ARBEITSAUFTRÄGE
**A.** Beantworten Sie anhand des Urteilstexts zum schweren Betrug die folgenden Fragen:
(i) Welchem Gericht werden die Akten zur Entscheidung über die Berufung zugeleitet?
(ii) Nach welchen Bestimmungen des StGB wurde die Angeklagte schuldig erkannt?
(iii) Welchen Gesamtwert hatten die erschlichenen Warenlieferungen?
**B.** Führen Sie den Urteilstext zum schweren Betrug im Anschluss an seinen letzten Satz weiter.

Die Nichtigkeitsbeschwerde wird zurückgewiesen.

Zur Entscheidung über die Berufung werden die Akten dem Oberlandesgericht Innsbruck zugeleitet.

Der Angeklagten fallen auch die Kosten des bisherigen Rechtsmittelverfahrens zur Last.

Text

Gründe:

Mit dem angefochtenen Urteil wurde Angela I***** des Verbrechens des schweren Betrugs nach §§ 146, 147 Abs 3 StGB schuldig erkannt.

Danach hat sie in der Zeit vom 28. Juli 2006 bis zum 15. Juni 2009 in Innsbruck, Steinach am Brenner und an anderen Orten in zahlreichen Angriffen mehrere Geschäftspartner durch Vorspiegelung ihrer Zahlungsfähigkeit und Zahlungswilligkeit zu Warenlieferungen im Gesamtwert von rund 149.000 Euro verleitet und dadurch die Lieferanten mit diesem Betrag am Vermögen geschädigt.

BEREITGESTELLTES MATERIAL
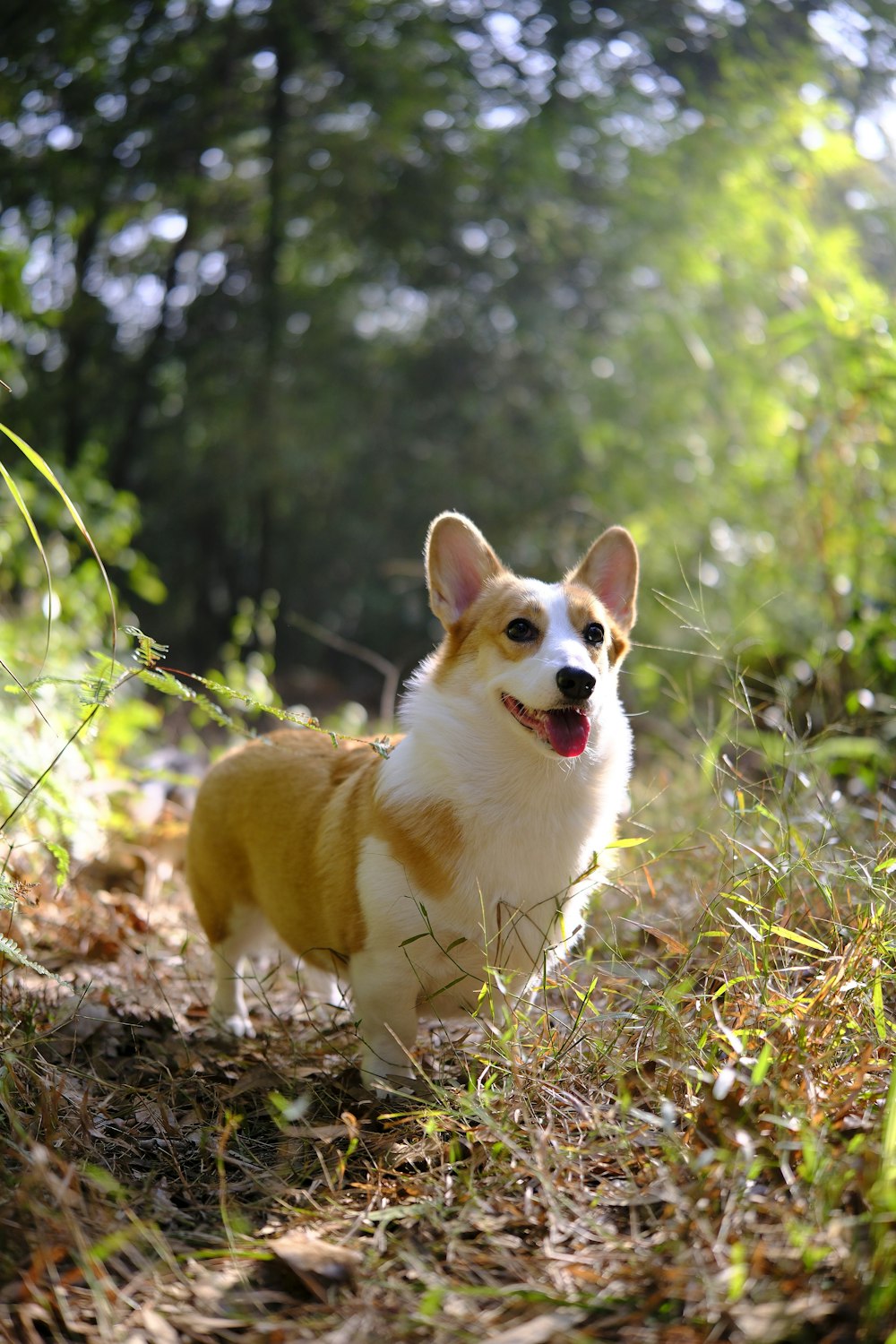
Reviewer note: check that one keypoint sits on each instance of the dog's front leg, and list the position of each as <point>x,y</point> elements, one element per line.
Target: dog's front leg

LÖSUNGEN
**A.**
(i) Dem Oberlandesgericht Innsbruck.
(ii) Nach §§ 146, 147 Abs 3 StGB.
(iii) Rund 149.000 Euro.

**B.**
Das Erstgericht verhängte hiefür nach § 147 Abs 3 StGB eine vierjährige Freiheitsstrafe und verfügte zudem gemäß § 21 Abs 2 StGB die Einweisung in eine Anstalt für geistig abnorme Rechtsbrecher.

Die dagegen aus Z 4, 5 und 11 des § 281 Abs 1 StPO erhobene Nichtigkeitsbeschwerde der Angeklagten geht fehl.

Rechtliche Beurteilung

Entgegen der Verfahrensrüge (Z 4) wies das Erstgericht den Antrag auf „Beiziehung eines weiteren Sachverständigen“ (ON 75 S 10) zu Recht ab (ON 75 S 10), weil dieser das Beweisthema nicht erkennen ließ (§ 55 Abs 1 zweiter Satz StPO).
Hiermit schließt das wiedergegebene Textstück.